-- Assignment --
Reproduce exactly, and only, the lines running from the start of the entries below to the line containing "Target: evergreen tree".

-- Data extracts --
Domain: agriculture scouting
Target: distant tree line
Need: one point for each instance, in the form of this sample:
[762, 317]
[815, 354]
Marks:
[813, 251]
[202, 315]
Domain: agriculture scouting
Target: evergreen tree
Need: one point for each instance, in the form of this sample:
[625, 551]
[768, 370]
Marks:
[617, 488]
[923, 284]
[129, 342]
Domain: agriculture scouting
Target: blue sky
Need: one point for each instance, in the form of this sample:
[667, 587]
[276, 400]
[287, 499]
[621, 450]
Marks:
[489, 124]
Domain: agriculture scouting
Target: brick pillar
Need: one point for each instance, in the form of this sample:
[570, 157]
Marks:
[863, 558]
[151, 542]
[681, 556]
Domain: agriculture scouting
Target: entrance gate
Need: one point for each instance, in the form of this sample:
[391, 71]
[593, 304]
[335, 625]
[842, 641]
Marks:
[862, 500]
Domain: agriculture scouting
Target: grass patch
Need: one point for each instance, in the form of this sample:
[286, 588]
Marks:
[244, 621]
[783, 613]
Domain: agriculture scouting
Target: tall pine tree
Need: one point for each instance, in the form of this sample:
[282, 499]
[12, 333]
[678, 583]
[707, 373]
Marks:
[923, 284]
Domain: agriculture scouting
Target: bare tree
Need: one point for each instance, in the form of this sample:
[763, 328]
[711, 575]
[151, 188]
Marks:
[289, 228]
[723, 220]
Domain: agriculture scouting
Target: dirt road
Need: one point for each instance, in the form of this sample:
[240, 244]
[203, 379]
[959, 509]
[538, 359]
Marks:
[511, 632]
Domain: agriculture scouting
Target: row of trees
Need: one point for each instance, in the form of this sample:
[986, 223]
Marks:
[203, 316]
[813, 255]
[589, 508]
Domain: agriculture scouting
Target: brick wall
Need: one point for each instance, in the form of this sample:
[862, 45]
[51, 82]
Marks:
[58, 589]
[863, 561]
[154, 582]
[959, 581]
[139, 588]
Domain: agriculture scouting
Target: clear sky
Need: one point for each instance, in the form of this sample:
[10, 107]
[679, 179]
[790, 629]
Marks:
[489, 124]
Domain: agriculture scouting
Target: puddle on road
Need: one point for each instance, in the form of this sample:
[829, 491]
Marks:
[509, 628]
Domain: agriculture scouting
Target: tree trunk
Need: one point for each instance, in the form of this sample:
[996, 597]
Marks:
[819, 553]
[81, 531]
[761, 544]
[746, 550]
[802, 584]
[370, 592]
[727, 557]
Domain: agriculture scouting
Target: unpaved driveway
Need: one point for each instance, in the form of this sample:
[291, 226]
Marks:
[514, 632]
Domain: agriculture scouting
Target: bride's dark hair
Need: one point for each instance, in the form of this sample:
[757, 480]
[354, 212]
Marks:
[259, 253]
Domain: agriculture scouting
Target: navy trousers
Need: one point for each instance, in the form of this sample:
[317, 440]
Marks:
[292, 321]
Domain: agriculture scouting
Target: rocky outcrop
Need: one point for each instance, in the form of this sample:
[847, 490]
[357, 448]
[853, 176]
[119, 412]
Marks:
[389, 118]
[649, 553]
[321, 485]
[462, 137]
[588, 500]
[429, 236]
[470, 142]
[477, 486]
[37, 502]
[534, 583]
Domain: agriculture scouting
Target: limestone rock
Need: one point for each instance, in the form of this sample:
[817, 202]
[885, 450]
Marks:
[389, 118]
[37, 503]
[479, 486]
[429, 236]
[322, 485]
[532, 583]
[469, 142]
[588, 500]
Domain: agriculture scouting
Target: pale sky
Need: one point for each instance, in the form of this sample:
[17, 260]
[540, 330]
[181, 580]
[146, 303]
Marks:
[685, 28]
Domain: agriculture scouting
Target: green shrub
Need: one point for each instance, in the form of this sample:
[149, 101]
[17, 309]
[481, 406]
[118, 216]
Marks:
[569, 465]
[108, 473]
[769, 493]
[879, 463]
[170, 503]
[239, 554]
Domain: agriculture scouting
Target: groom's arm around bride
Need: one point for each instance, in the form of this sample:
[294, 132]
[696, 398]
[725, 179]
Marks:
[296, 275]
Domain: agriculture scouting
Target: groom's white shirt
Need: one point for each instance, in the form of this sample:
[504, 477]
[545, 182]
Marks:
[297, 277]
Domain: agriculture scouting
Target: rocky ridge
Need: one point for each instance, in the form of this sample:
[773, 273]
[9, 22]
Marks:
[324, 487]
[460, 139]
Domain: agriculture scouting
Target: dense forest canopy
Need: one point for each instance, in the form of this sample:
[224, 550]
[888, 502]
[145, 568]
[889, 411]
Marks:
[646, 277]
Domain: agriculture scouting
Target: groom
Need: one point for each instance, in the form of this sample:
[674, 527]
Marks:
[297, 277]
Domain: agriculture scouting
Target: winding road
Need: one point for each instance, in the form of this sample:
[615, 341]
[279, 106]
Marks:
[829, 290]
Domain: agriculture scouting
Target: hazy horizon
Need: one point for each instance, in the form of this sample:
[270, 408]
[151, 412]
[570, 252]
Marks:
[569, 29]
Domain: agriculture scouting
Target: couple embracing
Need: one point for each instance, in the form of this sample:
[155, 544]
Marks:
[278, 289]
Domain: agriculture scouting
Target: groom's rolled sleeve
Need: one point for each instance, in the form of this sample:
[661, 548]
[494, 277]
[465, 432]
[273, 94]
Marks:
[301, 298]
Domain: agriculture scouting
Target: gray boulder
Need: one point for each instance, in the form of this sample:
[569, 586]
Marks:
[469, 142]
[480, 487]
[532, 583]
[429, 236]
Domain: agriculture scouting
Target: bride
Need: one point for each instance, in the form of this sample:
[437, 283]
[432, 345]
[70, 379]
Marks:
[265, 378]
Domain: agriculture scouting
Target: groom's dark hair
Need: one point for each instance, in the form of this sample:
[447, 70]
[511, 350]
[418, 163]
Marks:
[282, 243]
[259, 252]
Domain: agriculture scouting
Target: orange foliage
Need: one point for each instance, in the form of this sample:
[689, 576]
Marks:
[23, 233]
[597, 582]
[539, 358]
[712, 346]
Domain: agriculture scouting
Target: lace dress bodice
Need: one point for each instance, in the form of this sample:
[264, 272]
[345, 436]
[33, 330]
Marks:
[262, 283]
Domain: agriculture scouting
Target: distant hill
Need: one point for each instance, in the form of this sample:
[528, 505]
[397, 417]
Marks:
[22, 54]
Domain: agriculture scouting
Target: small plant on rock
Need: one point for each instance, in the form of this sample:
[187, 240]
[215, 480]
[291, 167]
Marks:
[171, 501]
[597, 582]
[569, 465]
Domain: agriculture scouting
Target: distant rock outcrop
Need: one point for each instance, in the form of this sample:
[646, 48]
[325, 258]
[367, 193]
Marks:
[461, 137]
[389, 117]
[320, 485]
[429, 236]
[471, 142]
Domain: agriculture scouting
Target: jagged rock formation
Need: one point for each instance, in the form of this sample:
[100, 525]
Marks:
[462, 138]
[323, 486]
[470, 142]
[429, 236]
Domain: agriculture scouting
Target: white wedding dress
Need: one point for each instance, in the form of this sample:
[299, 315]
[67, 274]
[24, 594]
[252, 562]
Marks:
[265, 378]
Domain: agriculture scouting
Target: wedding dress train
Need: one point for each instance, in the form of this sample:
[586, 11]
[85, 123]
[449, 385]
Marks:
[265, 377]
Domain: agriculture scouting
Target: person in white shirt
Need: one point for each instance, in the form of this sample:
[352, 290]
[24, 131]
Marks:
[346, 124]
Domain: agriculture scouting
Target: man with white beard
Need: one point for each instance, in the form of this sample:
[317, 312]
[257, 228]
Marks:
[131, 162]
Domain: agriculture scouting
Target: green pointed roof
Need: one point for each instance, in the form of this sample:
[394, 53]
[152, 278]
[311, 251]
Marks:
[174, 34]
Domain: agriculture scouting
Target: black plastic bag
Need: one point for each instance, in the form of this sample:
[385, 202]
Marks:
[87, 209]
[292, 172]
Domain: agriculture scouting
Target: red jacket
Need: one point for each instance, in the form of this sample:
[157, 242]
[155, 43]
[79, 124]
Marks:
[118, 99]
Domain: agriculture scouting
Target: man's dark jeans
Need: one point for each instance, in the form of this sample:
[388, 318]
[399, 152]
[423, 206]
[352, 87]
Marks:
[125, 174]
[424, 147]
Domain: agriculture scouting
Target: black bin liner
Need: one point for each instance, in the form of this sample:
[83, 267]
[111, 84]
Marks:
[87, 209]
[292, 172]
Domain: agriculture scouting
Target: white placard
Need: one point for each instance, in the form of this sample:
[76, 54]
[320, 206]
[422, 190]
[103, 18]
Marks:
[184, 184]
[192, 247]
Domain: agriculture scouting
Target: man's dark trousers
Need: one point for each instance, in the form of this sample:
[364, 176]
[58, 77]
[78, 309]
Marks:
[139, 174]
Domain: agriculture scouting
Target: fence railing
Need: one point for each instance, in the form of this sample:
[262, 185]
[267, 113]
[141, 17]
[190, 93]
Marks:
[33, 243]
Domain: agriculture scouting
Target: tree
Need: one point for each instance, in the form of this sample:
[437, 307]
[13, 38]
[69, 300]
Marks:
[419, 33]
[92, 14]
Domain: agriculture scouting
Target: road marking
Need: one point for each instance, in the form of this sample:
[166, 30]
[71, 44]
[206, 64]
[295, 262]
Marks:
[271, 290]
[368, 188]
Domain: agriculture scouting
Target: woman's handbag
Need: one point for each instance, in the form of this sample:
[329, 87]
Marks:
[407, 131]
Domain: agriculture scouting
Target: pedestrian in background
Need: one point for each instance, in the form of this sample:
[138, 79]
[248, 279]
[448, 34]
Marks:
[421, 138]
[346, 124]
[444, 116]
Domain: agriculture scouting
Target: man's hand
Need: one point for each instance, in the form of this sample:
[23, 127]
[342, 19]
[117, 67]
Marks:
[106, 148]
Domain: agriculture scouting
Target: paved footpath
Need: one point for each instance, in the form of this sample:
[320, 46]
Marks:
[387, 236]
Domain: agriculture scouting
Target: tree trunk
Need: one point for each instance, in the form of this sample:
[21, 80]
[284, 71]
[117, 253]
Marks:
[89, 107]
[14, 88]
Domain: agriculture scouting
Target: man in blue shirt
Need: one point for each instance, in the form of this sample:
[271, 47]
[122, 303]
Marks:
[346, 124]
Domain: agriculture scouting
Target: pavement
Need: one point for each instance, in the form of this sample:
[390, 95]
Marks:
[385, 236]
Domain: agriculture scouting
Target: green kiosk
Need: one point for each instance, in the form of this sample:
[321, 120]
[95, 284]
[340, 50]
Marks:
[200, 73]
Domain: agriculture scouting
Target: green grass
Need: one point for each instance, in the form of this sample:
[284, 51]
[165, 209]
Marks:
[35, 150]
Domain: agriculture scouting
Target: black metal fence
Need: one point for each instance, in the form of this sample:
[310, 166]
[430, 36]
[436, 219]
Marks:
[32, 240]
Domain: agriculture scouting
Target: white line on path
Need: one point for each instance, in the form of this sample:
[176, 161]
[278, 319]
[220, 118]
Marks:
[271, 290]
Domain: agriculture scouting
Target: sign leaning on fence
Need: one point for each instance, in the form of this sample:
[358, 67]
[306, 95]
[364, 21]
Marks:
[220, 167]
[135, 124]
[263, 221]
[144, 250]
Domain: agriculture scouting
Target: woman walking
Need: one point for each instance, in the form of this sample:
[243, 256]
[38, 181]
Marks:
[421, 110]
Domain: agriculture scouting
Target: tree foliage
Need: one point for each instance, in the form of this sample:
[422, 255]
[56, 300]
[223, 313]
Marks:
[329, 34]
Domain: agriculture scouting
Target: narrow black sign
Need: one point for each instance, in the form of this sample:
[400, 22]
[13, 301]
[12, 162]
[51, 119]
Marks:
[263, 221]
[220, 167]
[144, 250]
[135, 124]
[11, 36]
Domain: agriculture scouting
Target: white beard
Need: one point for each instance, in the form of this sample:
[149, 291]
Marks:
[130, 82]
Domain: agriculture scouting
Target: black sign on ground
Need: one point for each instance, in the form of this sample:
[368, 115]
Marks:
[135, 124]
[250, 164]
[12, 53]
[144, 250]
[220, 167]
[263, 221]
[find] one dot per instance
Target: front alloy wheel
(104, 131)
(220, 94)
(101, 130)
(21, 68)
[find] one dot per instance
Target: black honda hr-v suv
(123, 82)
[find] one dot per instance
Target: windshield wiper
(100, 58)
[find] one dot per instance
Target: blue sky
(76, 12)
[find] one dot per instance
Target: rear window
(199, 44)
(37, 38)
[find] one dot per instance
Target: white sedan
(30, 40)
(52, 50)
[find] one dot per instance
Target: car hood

-- Answer to this task --
Domain: agriculture scouting
Target: distant tree line
Need: one point for each instance, in the form of this sample:
[762, 317]
[815, 354]
Marks:
[813, 251]
[202, 315]
Domain: agriculture scouting
Target: evergreen tree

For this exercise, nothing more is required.